PARTS OF THE EXERCISE
(a) Translate this sentence from the passage on canopy research into Spanish: "Measured by Steve Sillett and colleagues, this tree is considered the most complex living organism on the planet, but only by climbing into its upper reaches were such structural wonders discovered."
(b) Using the passage on canopy research, answer each question briefly:
(i) What kind of equipment did she use to get into and around the forest canopy?
(ii) How many different trunks branch in the crown of the tree called Ilúvatar?
(iii) How much wood does Ilúvatar comprise?

SOURCE DOCUMENT
----

Inquisitive—but a little lonely—child. Plucky young woman. Budding scientist. A woman alone among domineering male scholars and the beer-drinking fellow students. The first person to study forestry who didn’t think in terms of board-feet or harvestable timber per acre, but did think about what might be going on in a tree higher than six feet above the ground. How to get safely into the canopy and move around. What was eating those leaves, and what does it do to the tree? Why are leaves in different parts of the canopy very different from one another. The enormous number of unknown insect species living in the forest canopy. Canopy walks, deforestation, sacred trees, fungal and insect pests, bio-blitzes, fire, tree thirst, global warming. She did it all, and much of it—using rock-climbing (or cave-descending) equipment to get into and around the forest canopy, and the creation of canopy trails—she invented and designed.
An interesting quote about coastal redwoods, one of her favorite trees:
And one last factoid discovered by arbornauts relates to the complex crowns of redwoods: the trees sprout new leaders (shoots at the branch tips) in the upper canopy after wind or storms have damaged the existing trunks. Such response to repeated weather conditions results in complicated masses of separate leaders, both living and dead, and massive amounts of detritus in the tree crotches where entire mini communities establish. One individual tree called Ilúvatar, named after a character from J.R.R. Tolkein’s The Hobbit and The Lord of the Rings, contains 220 different trunks branching in the crown, representing regrowth from fire or wind and comprising over 37,000 cubic yards of wood. Measured by Steve Sillett and colleagues, this tree is considered the most complex living organism on the planet, but only by climbing into its upper reaches were such structural wonders discovered.

----

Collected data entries
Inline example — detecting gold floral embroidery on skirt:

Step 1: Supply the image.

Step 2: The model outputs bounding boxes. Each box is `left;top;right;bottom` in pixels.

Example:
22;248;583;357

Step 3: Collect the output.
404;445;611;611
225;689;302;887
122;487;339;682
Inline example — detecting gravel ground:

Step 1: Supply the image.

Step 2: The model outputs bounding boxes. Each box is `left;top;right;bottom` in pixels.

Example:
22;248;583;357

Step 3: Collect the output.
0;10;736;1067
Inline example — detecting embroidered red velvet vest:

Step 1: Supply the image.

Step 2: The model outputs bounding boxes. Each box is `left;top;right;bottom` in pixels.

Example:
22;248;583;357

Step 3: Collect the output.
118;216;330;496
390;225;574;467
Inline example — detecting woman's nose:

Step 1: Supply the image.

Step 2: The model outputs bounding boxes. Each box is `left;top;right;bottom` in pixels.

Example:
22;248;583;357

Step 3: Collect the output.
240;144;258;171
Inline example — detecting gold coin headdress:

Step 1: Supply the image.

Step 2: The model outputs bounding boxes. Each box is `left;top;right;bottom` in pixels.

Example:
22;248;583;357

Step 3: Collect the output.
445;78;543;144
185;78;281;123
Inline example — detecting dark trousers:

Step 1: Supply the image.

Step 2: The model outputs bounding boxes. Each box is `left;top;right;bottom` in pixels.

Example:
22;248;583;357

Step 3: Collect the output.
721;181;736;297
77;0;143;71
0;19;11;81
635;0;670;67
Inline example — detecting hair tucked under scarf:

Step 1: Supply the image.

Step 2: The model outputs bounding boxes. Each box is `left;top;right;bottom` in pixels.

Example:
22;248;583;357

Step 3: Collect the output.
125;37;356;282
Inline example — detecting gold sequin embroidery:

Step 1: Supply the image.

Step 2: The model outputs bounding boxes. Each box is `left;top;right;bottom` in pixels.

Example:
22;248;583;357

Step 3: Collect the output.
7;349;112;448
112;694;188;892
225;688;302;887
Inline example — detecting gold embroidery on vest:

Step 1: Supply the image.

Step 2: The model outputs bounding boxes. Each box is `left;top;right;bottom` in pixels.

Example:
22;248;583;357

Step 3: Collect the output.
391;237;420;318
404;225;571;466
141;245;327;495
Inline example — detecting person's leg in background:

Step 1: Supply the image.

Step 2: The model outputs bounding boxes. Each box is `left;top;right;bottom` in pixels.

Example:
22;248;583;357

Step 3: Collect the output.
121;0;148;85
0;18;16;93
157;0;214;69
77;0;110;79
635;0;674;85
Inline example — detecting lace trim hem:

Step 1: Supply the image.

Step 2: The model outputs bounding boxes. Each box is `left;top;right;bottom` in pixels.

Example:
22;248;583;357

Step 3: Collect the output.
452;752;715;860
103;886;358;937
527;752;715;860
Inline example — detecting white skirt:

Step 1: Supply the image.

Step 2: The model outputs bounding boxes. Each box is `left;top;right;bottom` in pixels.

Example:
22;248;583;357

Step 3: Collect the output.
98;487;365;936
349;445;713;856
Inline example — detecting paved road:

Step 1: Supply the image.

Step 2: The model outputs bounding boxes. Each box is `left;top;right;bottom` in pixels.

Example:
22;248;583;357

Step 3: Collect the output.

----

RESPONSES PER TASK
(a) Medido por Steve Sillett y sus colegas, este árbol se considera el organismo vivo más complejo del planeta, pero solo al trepar a sus partes más altas se descubrieron tales maravillas estructurales.

(b)
(i) Rock-climbing (or cave-descending) equipment
(ii) 220
(iii) Over 37,000 cubic yards